What you return must match the records exactly.

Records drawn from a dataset
__________
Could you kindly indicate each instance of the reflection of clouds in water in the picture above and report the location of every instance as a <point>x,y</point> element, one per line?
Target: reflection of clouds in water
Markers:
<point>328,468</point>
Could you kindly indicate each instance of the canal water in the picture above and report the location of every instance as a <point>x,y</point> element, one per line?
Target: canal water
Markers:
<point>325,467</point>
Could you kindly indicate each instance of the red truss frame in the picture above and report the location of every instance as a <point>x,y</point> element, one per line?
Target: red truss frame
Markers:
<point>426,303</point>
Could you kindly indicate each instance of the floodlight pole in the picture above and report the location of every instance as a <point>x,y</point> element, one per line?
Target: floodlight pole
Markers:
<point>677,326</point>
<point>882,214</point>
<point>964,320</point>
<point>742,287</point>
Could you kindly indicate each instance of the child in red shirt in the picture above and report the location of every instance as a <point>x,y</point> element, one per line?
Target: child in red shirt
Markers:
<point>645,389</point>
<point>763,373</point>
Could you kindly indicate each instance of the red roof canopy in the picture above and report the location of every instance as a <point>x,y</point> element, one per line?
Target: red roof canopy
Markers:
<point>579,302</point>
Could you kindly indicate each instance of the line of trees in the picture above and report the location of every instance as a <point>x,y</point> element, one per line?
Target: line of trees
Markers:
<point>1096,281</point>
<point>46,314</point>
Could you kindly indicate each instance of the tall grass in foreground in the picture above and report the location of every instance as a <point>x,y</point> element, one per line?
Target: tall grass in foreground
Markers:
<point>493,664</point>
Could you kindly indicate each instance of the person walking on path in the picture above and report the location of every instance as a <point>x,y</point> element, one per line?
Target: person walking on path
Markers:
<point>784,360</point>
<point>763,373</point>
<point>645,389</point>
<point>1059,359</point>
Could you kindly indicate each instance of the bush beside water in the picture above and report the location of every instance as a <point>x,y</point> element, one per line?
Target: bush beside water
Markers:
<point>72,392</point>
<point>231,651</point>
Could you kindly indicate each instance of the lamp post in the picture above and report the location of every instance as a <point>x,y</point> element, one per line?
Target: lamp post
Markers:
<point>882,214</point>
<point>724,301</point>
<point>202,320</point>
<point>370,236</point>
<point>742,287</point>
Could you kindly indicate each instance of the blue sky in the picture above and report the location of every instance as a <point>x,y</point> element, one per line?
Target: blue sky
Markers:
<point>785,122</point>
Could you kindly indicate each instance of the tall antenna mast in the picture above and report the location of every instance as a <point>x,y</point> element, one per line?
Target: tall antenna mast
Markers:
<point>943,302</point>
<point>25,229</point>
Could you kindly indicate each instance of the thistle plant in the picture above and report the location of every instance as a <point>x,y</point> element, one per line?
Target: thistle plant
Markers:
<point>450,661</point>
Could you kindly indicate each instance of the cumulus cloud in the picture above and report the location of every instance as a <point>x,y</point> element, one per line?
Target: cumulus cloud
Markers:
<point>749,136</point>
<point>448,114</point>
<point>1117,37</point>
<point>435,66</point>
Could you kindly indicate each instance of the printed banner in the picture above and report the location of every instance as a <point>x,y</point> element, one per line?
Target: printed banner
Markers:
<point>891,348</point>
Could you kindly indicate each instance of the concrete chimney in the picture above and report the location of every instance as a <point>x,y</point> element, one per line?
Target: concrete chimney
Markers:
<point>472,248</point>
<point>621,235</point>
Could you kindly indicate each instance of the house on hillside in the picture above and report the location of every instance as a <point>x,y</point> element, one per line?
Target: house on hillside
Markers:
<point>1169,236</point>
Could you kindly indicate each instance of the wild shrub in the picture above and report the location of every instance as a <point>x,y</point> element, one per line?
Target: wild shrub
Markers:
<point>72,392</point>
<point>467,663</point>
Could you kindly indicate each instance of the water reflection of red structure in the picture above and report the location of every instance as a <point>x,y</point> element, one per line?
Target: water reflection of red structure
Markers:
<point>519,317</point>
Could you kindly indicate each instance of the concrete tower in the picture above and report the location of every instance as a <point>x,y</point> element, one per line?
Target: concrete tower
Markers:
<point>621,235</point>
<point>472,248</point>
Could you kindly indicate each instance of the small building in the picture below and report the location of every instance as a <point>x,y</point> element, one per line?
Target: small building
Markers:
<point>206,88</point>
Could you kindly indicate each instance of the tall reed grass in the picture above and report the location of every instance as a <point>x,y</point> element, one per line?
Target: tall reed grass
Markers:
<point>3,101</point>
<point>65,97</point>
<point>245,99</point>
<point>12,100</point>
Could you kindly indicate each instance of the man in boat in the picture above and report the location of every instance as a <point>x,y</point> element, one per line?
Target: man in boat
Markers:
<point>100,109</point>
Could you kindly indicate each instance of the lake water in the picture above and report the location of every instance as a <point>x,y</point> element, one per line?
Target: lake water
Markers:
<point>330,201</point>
__________
- TASK SOLUTION:
Could you kindly indicate each instance of the reflection of clouds in water in the picture above and report the location of every instance as a <point>x,y</point> element, one per line?
Target: reflection of clouds in water
Markers:
<point>328,468</point>
Could you kindly indicate each instance of the canal water in the picture above and report the location of every instance as a <point>x,y</point> element, one per line?
Target: canal water
Markers:
<point>325,467</point>
Could you kindly indicate each instance of the red truss frame in the picture above and report the location of every instance as a <point>x,y</point> element, one per line?
Target: red truss frame
Markers:
<point>426,303</point>
Could you kindly indicate each instance of the floodlight pole in the picture above and report the location of every instance as a <point>x,y</point> element, one per line?
Target: floodlight pole
Markers:
<point>677,326</point>
<point>882,214</point>
<point>964,320</point>
<point>742,287</point>
Could you kindly indicate each instance of the child in red shirt in the picture above and report the location of every instance as a <point>x,y</point> element, one per line?
Target: child in red shirt
Markers:
<point>645,389</point>
<point>763,373</point>
Could you kindly indicate each instance of the red roof canopy in the picture above and report the location of every instance as a <point>x,y</point> element, one per line?
Target: red roof canopy
Markers:
<point>579,302</point>
Could you kindly indicate each instance of the line of trees in the picture above and report the location of every instance as a <point>x,y</point> element, one per line?
Target: line of trees
Markers:
<point>1096,281</point>
<point>46,314</point>
Could you kindly indicate each instance of the tall grass in foreground in the picture above and report the location of every instance as a <point>x,y</point> element, one per line?
Target: tall grass in foreground
Markers:
<point>493,664</point>
Could you kindly indicate each instance of the person walking on path in the picture above and report the location of every instance as a <point>x,y</point> element, one per line?
Target: person walking on path
Markers:
<point>784,360</point>
<point>763,373</point>
<point>645,389</point>
<point>1059,359</point>
Could you kindly indicate each instance of the bush beside water in the picture above and report the location of every instance as a <point>x,y</point> element, one per line?
Target: bush beside water
Markers:
<point>72,392</point>
<point>231,651</point>
Could you kindly indicate each instance of the lamp post in the picture above and report the location of every instance as a <point>x,y</point> element, one per line?
Target: lamp post
Markers:
<point>882,214</point>
<point>724,301</point>
<point>202,320</point>
<point>370,236</point>
<point>742,287</point>
Could you kindly indicate each instance of the blue sky in the picture above and report the location of every instance as a <point>x,y</point> element, one per line?
Target: blue sky
Markers:
<point>785,122</point>
Could you kindly indicate each instance of the tall antenna mast in the picture above and report the location of every instance as a <point>x,y</point> element, one per line?
Target: tall antenna mast
Markers:
<point>943,302</point>
<point>25,229</point>
Could you kindly indicate each instance of the thistle plant in the picture above and report the location of every instance as a <point>x,y</point> element, one per line?
Target: thistle plant
Markers:
<point>450,661</point>
Could you kindly indicate each instance of the cumulus cloud in the picture above and report the location of every instance as a <point>x,y</point> element, one per line?
Target: cumulus cloud
Markers:
<point>749,136</point>
<point>448,114</point>
<point>1117,37</point>
<point>435,66</point>
Could you kindly indicate each instance of the printed banner in the picture above and report the location of every instance as a <point>x,y</point> element, one per line?
Target: printed banner
Markers:
<point>891,348</point>
Could you kindly indicate each instance of the concrete chimney in the picture above and report the location of every instance as a <point>x,y</point> element, one per line?
Target: concrete chimney
Markers:
<point>472,248</point>
<point>621,235</point>
Could you kindly indicate each instance of the house on hillside in the picture above and report the location of every instance as a <point>x,y</point> element, one per line?
Target: house on hillside
Markers:
<point>1169,236</point>
Could you kindly indicate each instance of the wild shrub in the picture above and report the location of every instance as a <point>x,y</point> element, one per line?
Target: wild shrub
Markers:
<point>72,392</point>
<point>467,663</point>
Could you kindly indicate each instance of the water reflection of red structure in the picture above and report the location of every instance as a <point>x,y</point> element, one per line?
Target: water reflection of red structure
Markers:
<point>519,317</point>
Could you kindly indicate each instance of the concrete tower in the picture above and report the location of every instance as a <point>x,y</point> element, one per line?
Target: concrete tower
Markers:
<point>621,235</point>
<point>472,248</point>
Could you kindly indicate each instance of the small building in the picture below and report the location of every instance as a <point>x,y</point> element, one per line?
Target: small building
Markers:
<point>206,88</point>
Could you kindly indicate each instance of the tall reed grass in the picture above and report the location of every instance as a <point>x,y</point> element, one per line?
Target: tall reed grass
Markers:
<point>3,101</point>
<point>65,97</point>
<point>245,99</point>
<point>12,100</point>
Could you kindly indicate each instance of the man in boat in the picture above and report the location of every instance as a <point>x,y</point> element, one per line?
Target: man in boat
Markers:
<point>100,109</point>
Could you kindly indicate each instance of the lake water in the picture above and report the location of every instance as a <point>x,y</point> element, one per line?
Target: lake water
Markers:
<point>330,201</point>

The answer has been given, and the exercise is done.